§ DATASET RECORDS
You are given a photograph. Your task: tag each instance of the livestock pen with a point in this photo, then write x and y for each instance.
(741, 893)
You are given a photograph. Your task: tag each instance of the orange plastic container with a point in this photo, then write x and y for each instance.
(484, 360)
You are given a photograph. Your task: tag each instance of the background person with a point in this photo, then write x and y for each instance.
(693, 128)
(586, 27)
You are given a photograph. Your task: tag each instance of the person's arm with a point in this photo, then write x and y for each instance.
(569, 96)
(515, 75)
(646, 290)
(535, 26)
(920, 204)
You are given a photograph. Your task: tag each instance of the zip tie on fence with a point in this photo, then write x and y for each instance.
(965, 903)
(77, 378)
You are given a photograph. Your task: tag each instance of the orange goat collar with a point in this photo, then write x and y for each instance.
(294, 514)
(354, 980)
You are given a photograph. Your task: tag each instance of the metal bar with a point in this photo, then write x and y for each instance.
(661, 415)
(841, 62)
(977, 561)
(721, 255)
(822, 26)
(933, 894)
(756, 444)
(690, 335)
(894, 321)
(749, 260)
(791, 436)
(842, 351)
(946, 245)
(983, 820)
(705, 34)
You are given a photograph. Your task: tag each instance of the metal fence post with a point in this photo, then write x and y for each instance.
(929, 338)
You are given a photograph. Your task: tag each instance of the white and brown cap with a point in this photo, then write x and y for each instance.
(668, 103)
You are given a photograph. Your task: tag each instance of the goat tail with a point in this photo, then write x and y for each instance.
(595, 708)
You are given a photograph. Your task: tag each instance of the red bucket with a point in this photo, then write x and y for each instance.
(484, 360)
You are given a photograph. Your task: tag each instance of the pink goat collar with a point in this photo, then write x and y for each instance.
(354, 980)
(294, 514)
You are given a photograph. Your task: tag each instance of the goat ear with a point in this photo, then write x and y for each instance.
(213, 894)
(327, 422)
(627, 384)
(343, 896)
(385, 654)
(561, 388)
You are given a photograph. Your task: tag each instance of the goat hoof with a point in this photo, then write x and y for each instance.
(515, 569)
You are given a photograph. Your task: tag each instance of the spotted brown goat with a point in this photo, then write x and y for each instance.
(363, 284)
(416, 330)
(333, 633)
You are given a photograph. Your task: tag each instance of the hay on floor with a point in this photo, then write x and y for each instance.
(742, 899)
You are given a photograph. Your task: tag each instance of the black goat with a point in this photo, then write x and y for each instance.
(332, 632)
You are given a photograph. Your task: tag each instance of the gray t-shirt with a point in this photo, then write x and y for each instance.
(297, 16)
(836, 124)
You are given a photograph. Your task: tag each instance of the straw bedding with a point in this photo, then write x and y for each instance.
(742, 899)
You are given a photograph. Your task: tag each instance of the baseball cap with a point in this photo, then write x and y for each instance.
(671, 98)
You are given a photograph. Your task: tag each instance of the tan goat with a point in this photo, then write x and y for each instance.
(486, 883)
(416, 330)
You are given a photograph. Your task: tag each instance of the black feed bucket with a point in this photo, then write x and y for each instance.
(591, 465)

§ ACTIVITY
The required output is the lines from the one holding "the black feed" through the last line of the entries above, copied exactly.

§ SOLUTION TO THE EXERCISE
You are given a photograph. Your task: tag each instance of the black feed bucket with a point in this photo, then write x and y for each instance.
(591, 465)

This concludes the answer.